Each record should be output exactly, with every character kept.

Entries taken from a collection
-- Opening Marker --
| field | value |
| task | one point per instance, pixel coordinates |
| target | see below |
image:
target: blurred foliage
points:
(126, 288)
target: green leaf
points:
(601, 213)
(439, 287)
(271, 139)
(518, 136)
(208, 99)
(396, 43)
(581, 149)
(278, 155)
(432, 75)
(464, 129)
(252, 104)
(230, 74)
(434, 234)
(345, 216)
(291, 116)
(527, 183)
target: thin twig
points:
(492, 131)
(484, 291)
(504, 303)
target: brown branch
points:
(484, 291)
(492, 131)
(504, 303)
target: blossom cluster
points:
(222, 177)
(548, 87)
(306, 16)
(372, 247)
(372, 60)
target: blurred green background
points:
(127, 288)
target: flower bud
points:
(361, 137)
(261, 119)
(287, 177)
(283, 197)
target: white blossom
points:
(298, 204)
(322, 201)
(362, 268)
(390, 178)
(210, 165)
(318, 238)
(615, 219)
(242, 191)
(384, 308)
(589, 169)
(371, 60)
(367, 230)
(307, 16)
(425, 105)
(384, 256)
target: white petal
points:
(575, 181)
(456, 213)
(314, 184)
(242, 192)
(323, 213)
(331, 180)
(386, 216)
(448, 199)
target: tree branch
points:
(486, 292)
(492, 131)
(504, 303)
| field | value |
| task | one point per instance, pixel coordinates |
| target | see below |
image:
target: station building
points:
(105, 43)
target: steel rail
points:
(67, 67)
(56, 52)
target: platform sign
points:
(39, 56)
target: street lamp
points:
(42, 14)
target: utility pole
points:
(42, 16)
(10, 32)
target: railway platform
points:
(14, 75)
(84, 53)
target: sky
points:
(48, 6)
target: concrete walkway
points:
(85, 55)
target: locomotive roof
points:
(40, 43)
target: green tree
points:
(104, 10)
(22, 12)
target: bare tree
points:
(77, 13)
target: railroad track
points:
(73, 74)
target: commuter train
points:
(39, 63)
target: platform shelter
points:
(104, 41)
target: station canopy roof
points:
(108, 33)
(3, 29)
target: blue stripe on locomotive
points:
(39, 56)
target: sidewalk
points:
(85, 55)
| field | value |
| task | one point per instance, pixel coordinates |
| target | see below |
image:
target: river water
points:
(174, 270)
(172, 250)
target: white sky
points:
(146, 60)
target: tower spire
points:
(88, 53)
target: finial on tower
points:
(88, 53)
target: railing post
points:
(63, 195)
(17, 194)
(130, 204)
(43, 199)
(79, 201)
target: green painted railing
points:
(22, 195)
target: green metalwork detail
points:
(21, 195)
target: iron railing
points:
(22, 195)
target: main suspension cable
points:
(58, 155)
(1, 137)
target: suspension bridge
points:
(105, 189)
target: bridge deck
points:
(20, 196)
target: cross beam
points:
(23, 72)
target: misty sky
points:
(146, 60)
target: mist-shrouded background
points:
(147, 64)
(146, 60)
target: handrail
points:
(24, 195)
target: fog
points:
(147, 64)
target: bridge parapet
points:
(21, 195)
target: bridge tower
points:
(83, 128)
-- Closing Marker --
--- Output ---
| field | value |
| task | one point per instance, pixel coordinates |
| target | see below |
image:
target: blurred foliage
points:
(126, 288)
target: green leaf
points:
(601, 213)
(439, 287)
(271, 139)
(518, 136)
(208, 99)
(396, 43)
(581, 149)
(278, 155)
(432, 75)
(464, 129)
(252, 104)
(230, 74)
(434, 234)
(345, 216)
(291, 116)
(527, 183)
target: thin twig
points:
(492, 131)
(484, 291)
(504, 303)
target: brown branch
points:
(484, 291)
(492, 131)
(504, 303)
target: blossom cluster
points:
(222, 177)
(548, 87)
(306, 16)
(372, 247)
(372, 60)
target: blurred green background
points:
(127, 288)
target: flower bud
points:
(361, 137)
(261, 119)
(287, 177)
(283, 197)
target: white blossom
points:
(298, 204)
(322, 201)
(362, 268)
(390, 178)
(210, 165)
(318, 238)
(615, 219)
(242, 191)
(384, 308)
(589, 169)
(371, 60)
(367, 230)
(307, 16)
(425, 105)
(384, 256)
target: white petal
points:
(575, 181)
(456, 213)
(314, 184)
(242, 192)
(323, 213)
(331, 180)
(386, 216)
(448, 199)
target: tree branch
points:
(486, 292)
(492, 131)
(504, 303)
| field | value |
| task | one point per instance, pixel coordinates |
| target | see below |
image:
target: station building
points:
(105, 43)
target: steel rail
points:
(67, 67)
(56, 52)
target: platform sign
points:
(39, 56)
target: street lamp
points:
(42, 14)
target: utility pole
points:
(42, 16)
(10, 32)
target: railway platform
points:
(14, 75)
(84, 53)
target: sky
points:
(48, 6)
target: concrete walkway
points:
(85, 55)
target: locomotive roof
points:
(40, 43)
target: green tree
points:
(104, 10)
(22, 12)
target: bare tree
points:
(77, 13)
target: railroad track
points:
(73, 74)
target: commuter train
points:
(39, 63)
target: platform shelter
points:
(104, 41)
target: station canopy roof
points:
(108, 33)
(3, 29)
target: blue stripe on locomotive
points:
(39, 56)
target: sidewalk
points:
(85, 55)
| field | value |
| task | one point per instance, pixel coordinates |
| target | see below |
image:
target: river water
points:
(174, 270)
(172, 250)
target: white sky
points:
(146, 60)
target: tower spire
points:
(88, 53)
target: finial on tower
points:
(88, 53)
target: railing post
points:
(63, 195)
(17, 194)
(130, 204)
(43, 199)
(79, 201)
target: green painted railing
points:
(22, 195)
target: green metalwork detail
points:
(21, 195)
target: iron railing
points:
(22, 195)
target: main suspension cable
points:
(58, 155)
(1, 137)
target: suspension bridge
points:
(105, 189)
target: bridge deck
points:
(20, 196)
target: cross beam
points:
(23, 72)
target: misty sky
points:
(146, 60)
target: mist-shrouded background
points:
(147, 64)
(146, 60)
target: handrail
points:
(24, 195)
target: fog
points:
(147, 64)
target: bridge parapet
points:
(21, 195)
target: bridge tower
points:
(83, 128)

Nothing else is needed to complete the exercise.